Work to complete: Switch every "clicks" in the material below to "points" and keep all other text unchanged. Omit the pictures from your answer.

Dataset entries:
********

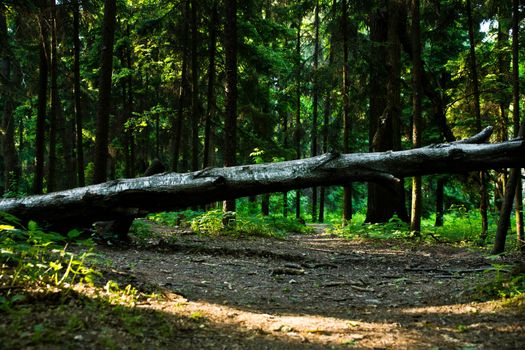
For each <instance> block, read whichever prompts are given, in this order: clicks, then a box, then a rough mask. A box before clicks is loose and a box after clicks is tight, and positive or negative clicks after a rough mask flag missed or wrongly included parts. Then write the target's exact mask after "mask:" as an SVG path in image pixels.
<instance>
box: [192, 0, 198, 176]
mask: <svg viewBox="0 0 525 350" xmlns="http://www.w3.org/2000/svg"><path fill="white" fill-rule="evenodd" d="M197 6H198V5H197V1H196V0H192V1H191V170H193V171H195V170H197V169H199V121H200V115H199V64H198V57H197V41H198V31H197V20H198V18H197Z"/></svg>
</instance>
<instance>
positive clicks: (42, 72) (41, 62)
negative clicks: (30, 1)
mask: <svg viewBox="0 0 525 350" xmlns="http://www.w3.org/2000/svg"><path fill="white" fill-rule="evenodd" d="M46 2H47V1H45V2H44V4H43V6H42V7H41V9H40V14H39V17H38V22H39V27H40V51H39V69H38V76H39V79H38V112H37V117H36V142H35V158H36V164H35V179H34V187H33V192H35V193H36V194H40V193H43V191H44V156H45V136H46V135H45V127H46V120H45V119H46V107H47V74H48V45H47V36H48V32H47V23H46V15H45V6H46Z"/></svg>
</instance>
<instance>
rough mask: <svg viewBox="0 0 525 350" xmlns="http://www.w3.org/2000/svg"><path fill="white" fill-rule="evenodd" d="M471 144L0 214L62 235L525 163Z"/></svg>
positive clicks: (147, 186) (171, 174) (25, 203)
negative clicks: (255, 202)
mask: <svg viewBox="0 0 525 350" xmlns="http://www.w3.org/2000/svg"><path fill="white" fill-rule="evenodd" d="M490 131H491V130H490V129H489V128H487V129H486V130H485V131H484V133H483V134H482V136H483V137H480V138H481V142H483V141H484V140H486V138H487V137H488V136H490ZM468 142H480V140H479V138H478V139H476V138H472V139H469V140H467V141H460V142H457V143H451V144H440V145H433V146H428V147H424V148H419V149H411V150H407V151H398V152H392V151H389V152H377V153H355V154H346V155H341V154H337V153H325V154H323V155H320V156H316V157H312V158H306V159H300V160H292V161H286V162H281V163H267V164H257V165H242V166H234V167H225V168H207V169H204V170H200V171H196V172H193V173H183V174H180V173H163V174H159V175H153V176H150V177H142V178H135V179H123V180H115V181H110V182H106V183H102V184H98V185H92V186H87V187H82V188H76V189H72V190H66V191H61V192H54V193H51V194H46V195H41V196H29V197H25V198H21V199H4V200H2V201H0V211H3V212H8V213H10V214H12V215H15V216H16V217H18V218H20V219H21V220H22V221H27V220H37V221H39V222H45V223H48V224H50V225H52V227H54V228H55V229H61V230H63V229H67V228H72V227H79V226H83V225H84V226H86V225H91V223H93V222H94V221H99V220H129V219H130V218H134V217H141V216H144V215H146V214H147V213H150V212H158V211H166V210H175V209H182V208H187V207H189V206H195V205H202V204H205V203H210V202H216V201H221V200H232V199H235V198H240V197H246V196H251V195H257V194H263V193H272V192H282V191H286V190H291V189H298V188H308V187H313V186H320V185H339V186H340V185H343V184H345V183H347V182H348V181H375V182H380V183H396V182H398V181H399V178H403V177H407V176H416V175H419V176H421V175H429V174H437V173H454V172H460V173H463V172H468V171H473V170H482V169H495V168H501V167H521V166H524V165H525V164H524V163H525V159H524V158H523V156H522V155H523V152H524V151H525V143H524V141H523V140H522V139H520V140H513V141H508V142H504V143H498V144H478V143H475V144H470V143H468Z"/></svg>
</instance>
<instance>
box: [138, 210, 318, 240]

********

Response to this task:
For each <instance> block, read whichever prompts are given, in this order: points, then a box, then a rough mask. A box before points is loose and a box after points is tight, and positive or negative points after a rough mask flag missed or wrongly included parts. Then write the target's exact mask after "mask:" as an SVG path in image pixels.
<instance>
box: [192, 0, 198, 176]
mask: <svg viewBox="0 0 525 350" xmlns="http://www.w3.org/2000/svg"><path fill="white" fill-rule="evenodd" d="M197 6H198V5H197V1H196V0H192V1H191V170H193V171H195V170H197V169H199V121H200V115H199V64H198V57H197V41H198V31H197V20H198V18H197Z"/></svg>
</instance>
<instance>
positive points: (42, 72) (41, 62)
negative points: (30, 1)
mask: <svg viewBox="0 0 525 350" xmlns="http://www.w3.org/2000/svg"><path fill="white" fill-rule="evenodd" d="M46 2H47V1H45V2H44V4H43V6H42V7H41V9H40V14H39V17H38V22H39V27H40V51H39V69H38V76H39V79H38V112H37V117H36V142H35V158H36V164H35V179H34V187H33V192H35V193H36V194H40V193H43V191H44V156H45V136H46V135H45V127H46V120H45V119H46V107H47V74H48V45H47V36H48V32H47V23H46V15H45V6H46Z"/></svg>
</instance>
<instance>
rough mask: <svg viewBox="0 0 525 350" xmlns="http://www.w3.org/2000/svg"><path fill="white" fill-rule="evenodd" d="M471 144L0 214L62 235L525 163Z"/></svg>
positive points: (147, 186) (171, 174) (25, 203)
negative points: (255, 202)
mask: <svg viewBox="0 0 525 350" xmlns="http://www.w3.org/2000/svg"><path fill="white" fill-rule="evenodd" d="M490 131H491V130H490V129H489V128H487V129H486V130H485V131H484V133H483V134H482V136H483V137H480V138H481V142H483V141H484V140H486V138H487V137H488V136H490ZM468 142H480V140H479V138H478V139H476V138H472V139H469V140H467V141H460V142H457V143H451V144H440V145H433V146H428V147H424V148H419V149H411V150H407V151H398V152H392V151H389V152H377V153H355V154H346V155H341V154H337V153H325V154H323V155H320V156H316V157H312V158H306V159H300V160H292V161H286V162H281V163H267V164H257V165H242V166H234V167H225V168H207V169H204V170H200V171H196V172H193V173H183V174H180V173H163V174H159V175H153V176H150V177H142V178H135V179H123V180H115V181H110V182H106V183H102V184H98V185H92V186H87V187H82V188H76V189H72V190H66V191H61V192H54V193H51V194H46V195H41V196H29V197H25V198H21V199H4V200H2V201H0V211H3V212H8V213H10V214H12V215H15V216H16V217H18V218H20V219H21V220H22V221H27V220H37V221H39V222H45V223H48V224H50V225H52V227H54V228H55V229H61V230H63V229H67V228H72V227H79V226H83V225H84V226H86V225H91V223H93V222H94V221H99V220H129V219H130V218H134V217H141V216H144V215H146V214H147V213H150V212H158V211H166V210H175V209H182V208H187V207H189V206H195V205H202V204H205V203H210V202H216V201H221V200H232V199H235V198H240V197H246V196H251V195H257V194H263V193H272V192H282V191H286V190H291V189H298V188H308V187H313V186H320V185H339V186H340V185H343V184H345V183H347V182H348V181H375V182H380V183H396V182H398V181H399V178H403V177H407V176H416V175H419V176H421V175H429V174H437V173H454V172H460V173H463V172H468V171H473V170H482V169H495V168H501V167H521V166H524V165H525V164H524V163H525V159H524V158H523V156H522V155H523V152H524V151H525V143H524V141H523V140H522V139H520V140H513V141H508V142H504V143H498V144H478V143H475V144H470V143H468Z"/></svg>
</instance>
<instance>
box: [138, 210, 318, 240]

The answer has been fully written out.